Trecho selecionado:

Dois anos se passaram desde que fomos presenteados com a receita da mulher ideal, publicada em revista nacionalmente conhecida. Em pleno século XXI, quase sessenta anos depois da revolução sexual feminina, havíamos entrado na era da “Bela, recatada e do lar”. Receitas de bolo, modelitos acinturados e penteados estruturados voltariam à crista da onda, para a satisfação de inúmeras mulheres cansadas da liberdade e da independência econômica conquistadas a duras penas ao longo de tantos anos.
Sabemos que o sistema sempre se aprimora com o passar do tempo. Qual não foi minha surpresa ao deparar-se com o novo patamar de depuração e purificação da sociedade? Chegamos finalmente à era dos Belos, fortes e sarados!
Vejam que beleza! O novo modelo não vinha mais estampado como manual de comportamento em revista da moda, mas através de um decreto presidencial! Sim, porque a partir da data de sua publicação, o Decreto passaria a considerar que salões de beleza, barbearias e academias de ginástica seriam atividades essenciais, equiparados aos transportes públicos, hospitais e comércio de gêneros alimentícios. Portanto, estariam autorizados a funcionar normalmente nas cidades, mesmo no decorrer da quarentena decorrente da pandemia da covid-19.

Questão 1: Que atividades o Decreto citado no texto sobre o decreto presidencial passaria a considerar essenciais?
Questão 2: Escreva a continuação do texto sobre o decreto presidencial a partir do ponto em que ele termina.

(Entradas de dados salvas)
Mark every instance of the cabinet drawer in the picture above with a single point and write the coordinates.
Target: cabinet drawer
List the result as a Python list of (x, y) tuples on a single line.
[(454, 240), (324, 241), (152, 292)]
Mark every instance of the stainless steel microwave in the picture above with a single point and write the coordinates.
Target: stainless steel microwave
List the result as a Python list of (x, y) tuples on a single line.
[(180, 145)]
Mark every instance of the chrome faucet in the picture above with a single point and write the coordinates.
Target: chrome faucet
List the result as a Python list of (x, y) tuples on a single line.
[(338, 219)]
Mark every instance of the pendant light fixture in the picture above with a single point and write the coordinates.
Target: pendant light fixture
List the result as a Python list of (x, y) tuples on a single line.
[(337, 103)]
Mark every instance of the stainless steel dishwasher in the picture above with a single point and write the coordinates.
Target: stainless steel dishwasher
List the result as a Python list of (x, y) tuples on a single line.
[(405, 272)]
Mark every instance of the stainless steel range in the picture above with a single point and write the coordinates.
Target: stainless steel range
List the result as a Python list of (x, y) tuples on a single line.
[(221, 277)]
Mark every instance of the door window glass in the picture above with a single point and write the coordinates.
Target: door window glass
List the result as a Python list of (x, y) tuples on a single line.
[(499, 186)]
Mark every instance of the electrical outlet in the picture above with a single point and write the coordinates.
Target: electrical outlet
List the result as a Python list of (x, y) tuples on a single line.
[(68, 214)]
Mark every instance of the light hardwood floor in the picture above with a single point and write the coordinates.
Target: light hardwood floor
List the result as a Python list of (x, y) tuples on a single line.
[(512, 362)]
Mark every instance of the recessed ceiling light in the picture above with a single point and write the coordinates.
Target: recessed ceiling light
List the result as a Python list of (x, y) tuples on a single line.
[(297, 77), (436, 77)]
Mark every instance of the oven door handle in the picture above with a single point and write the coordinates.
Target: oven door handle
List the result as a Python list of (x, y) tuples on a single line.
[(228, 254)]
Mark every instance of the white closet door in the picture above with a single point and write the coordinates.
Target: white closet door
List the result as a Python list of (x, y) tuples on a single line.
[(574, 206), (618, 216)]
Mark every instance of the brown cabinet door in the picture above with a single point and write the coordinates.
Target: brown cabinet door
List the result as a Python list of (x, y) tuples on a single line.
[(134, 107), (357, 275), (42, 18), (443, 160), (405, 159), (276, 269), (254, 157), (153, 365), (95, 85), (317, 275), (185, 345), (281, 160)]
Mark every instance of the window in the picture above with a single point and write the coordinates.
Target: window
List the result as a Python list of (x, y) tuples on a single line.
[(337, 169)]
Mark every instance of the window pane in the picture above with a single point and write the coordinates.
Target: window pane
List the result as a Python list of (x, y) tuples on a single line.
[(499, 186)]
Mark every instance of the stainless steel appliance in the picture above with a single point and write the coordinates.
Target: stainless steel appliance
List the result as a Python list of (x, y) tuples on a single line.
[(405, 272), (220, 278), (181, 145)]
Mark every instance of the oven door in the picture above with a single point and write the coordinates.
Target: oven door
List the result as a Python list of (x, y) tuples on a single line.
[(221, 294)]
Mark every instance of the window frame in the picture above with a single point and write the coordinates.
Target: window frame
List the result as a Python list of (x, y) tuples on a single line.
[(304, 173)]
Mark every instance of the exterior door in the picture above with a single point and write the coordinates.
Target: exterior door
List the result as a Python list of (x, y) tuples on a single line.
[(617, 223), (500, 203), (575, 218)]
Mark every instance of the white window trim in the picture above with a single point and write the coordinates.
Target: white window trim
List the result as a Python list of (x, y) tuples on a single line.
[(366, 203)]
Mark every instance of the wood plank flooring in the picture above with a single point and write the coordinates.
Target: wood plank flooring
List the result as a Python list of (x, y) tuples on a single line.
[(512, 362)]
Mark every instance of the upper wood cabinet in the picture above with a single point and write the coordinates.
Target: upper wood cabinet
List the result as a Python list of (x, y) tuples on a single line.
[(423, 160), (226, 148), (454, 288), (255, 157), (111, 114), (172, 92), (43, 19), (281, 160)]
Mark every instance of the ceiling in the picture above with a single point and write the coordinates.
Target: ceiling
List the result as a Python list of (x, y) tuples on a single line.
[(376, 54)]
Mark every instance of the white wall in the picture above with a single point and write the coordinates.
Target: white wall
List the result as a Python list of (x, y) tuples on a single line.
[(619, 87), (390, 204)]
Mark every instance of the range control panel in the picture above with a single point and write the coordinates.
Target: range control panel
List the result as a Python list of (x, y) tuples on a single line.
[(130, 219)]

Espaço para resposta 1: Salões de beleza, barbearias e academias de ginástica.

Espaço para resposta 2:
Considerando-se o caráter altamente contagioso do vírus que vem provocando um dos maiores desastres sanitários da humanidade, além do índice de letalidade, é de se supor que os assíduos frequentadores desses estabelecimentos se exporão ao contágio, mas que aqueles verdadeiramente fortes não sucumbirão. Fortes e altaneiros, os valentes sobreviventes representarão o melhor do nosso povo, do nosso Brasil varonil.
Chegamos então ao objetivo final da política governamental para o complexo problema da pandemia? Estaria eu enganada ou isso não faz você se lembrar de um outro período da história da humanidade, muito famoso, que culminou na proliferação de campos de concentração?
Nada disso faz você levantar o alerta vermelho?
De minha parte, prefiro lembrar-me de Ettore Scola, o célebre e premiado diretor de cinema italiano, que, dentre outros filmes maravilhosos, resolveu dedicar uma de suas películas, de sua arte, aos feios, aos excluídos, aos desamparados.
Melhor sermos todos “Feios, Sujos e Malvados”.
* Eliane de C. Costa Ribeiro é juíza do Trabalho aposentada (Tribunal Regional do Trabalho da 15ª Região)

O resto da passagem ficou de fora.